===== Records shown =====

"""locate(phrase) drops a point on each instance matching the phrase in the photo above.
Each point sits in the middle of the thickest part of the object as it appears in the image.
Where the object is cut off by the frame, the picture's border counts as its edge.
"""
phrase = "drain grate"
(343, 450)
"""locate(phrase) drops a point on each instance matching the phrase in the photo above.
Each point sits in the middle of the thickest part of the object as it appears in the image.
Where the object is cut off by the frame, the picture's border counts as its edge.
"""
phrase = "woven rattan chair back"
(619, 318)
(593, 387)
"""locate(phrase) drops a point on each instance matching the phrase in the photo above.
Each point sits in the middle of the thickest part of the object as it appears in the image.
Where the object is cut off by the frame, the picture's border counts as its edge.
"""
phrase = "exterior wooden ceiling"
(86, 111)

=====

### Task details
The entries above need to be transcribed with no differences at all.

### Problem solution
"""locate(phrase) drops a point on each instance matching the phrase in the photo above.
Each point sits in the middle of the thickest part of the object as it appears in the image.
Where the object is cut off by the frame, the picture's border counts as its edge.
"""
phrase = "drain grate"
(343, 450)
"""locate(phrase) drops a point on each instance matching the phrase in the photo above.
Each point sits in the middle of the thickest part of the object as it appears in the image.
Where the object is cut off by the frame, the picture's border counts as its edge.
"""
phrase = "woven rattan chair back"
(619, 318)
(593, 387)
"""locate(phrase) drops a point on each instance matching the phrase in the photo above.
Each point sits in the middle of the thickest part of the object as it appears in the image.
Where the object is cut off by the frame, the picture's border counts as its edge.
"""
phrase = "exterior wooden ceiling"
(86, 111)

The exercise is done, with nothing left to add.